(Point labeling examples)

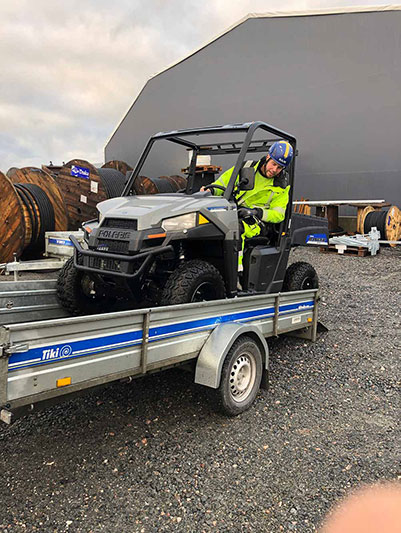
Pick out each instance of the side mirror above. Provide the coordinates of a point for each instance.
(246, 179)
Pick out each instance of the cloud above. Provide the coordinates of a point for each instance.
(70, 70)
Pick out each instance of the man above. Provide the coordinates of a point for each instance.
(268, 200)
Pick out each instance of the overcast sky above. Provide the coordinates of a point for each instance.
(71, 69)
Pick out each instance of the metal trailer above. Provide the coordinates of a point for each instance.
(224, 341)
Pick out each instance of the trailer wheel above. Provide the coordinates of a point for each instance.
(240, 377)
(77, 292)
(193, 281)
(300, 276)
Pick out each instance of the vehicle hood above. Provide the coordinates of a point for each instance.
(150, 210)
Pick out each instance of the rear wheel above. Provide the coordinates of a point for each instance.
(240, 377)
(78, 293)
(193, 281)
(300, 276)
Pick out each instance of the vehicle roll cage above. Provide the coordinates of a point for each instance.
(248, 145)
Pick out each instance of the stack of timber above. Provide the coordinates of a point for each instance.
(31, 204)
(360, 251)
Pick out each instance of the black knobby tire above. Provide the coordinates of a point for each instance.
(241, 376)
(193, 281)
(300, 276)
(71, 292)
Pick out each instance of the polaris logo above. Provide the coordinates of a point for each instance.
(317, 238)
(56, 353)
(114, 234)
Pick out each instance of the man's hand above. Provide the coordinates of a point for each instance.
(249, 215)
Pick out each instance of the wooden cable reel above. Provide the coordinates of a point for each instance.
(84, 186)
(388, 222)
(41, 208)
(43, 180)
(12, 223)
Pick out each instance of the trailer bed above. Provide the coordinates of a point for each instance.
(52, 358)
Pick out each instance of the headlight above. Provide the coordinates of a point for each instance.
(180, 223)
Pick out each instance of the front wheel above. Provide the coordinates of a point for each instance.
(193, 281)
(240, 377)
(300, 276)
(78, 294)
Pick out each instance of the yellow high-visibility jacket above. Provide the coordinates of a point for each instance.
(269, 194)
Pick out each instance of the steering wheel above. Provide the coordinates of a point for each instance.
(215, 187)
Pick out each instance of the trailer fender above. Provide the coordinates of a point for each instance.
(211, 357)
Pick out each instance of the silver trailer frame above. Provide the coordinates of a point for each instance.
(52, 359)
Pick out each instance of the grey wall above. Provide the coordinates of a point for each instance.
(333, 81)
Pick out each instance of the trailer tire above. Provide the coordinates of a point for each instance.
(300, 276)
(241, 376)
(72, 295)
(193, 281)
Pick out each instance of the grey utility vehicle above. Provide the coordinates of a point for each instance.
(175, 248)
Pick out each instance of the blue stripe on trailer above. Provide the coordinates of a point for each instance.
(61, 352)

Exercise directions - Can you turn the material above into a numbered list, starting at the line that has "Pick out each instance of the trailer fender" and stopping after the material's last line, with blank lines dropped?

Solution -
1. Pick out each instance of the trailer fender above. Provide the coordinates of a point for each instance.
2. (211, 357)
3. Pick out each instance of the silver trailer frame above. Provide the coordinates of a point for each instance.
4. (52, 359)
5. Pick out each instance of the grey wall above. Provide the coordinates of a point for each instance.
6. (333, 81)
7. Pick out each instance of the trailer tire above. Provide the coordinates of a point for each instance.
8. (300, 276)
9. (241, 376)
10. (72, 295)
11. (193, 281)
12. Pick out each instance of the grey utility vehicle above. Provide the coordinates of a point for each instance.
13. (175, 248)
14. Pick out each instance of the blue stripe on trailer above. Provide the coordinates of a point for each instance.
15. (61, 352)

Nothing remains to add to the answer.